§ **THE TASK**:
Print the records again, matching each line exactly.

*** Opening ENTRIES PROVIDED ***

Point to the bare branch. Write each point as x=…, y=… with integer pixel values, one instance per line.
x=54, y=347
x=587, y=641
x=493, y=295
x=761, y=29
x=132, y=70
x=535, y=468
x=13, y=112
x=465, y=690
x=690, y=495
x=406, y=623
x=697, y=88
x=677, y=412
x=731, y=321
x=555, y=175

*** Closing ENTRIES PROVIDED ***

§ **SOLUTION**:
Point to the bare branch. Write each point as x=…, y=… with integer pixel values, one instance per line.
x=54, y=347
x=587, y=641
x=493, y=295
x=761, y=29
x=132, y=70
x=535, y=468
x=13, y=112
x=465, y=690
x=690, y=495
x=406, y=623
x=697, y=88
x=677, y=412
x=731, y=321
x=555, y=175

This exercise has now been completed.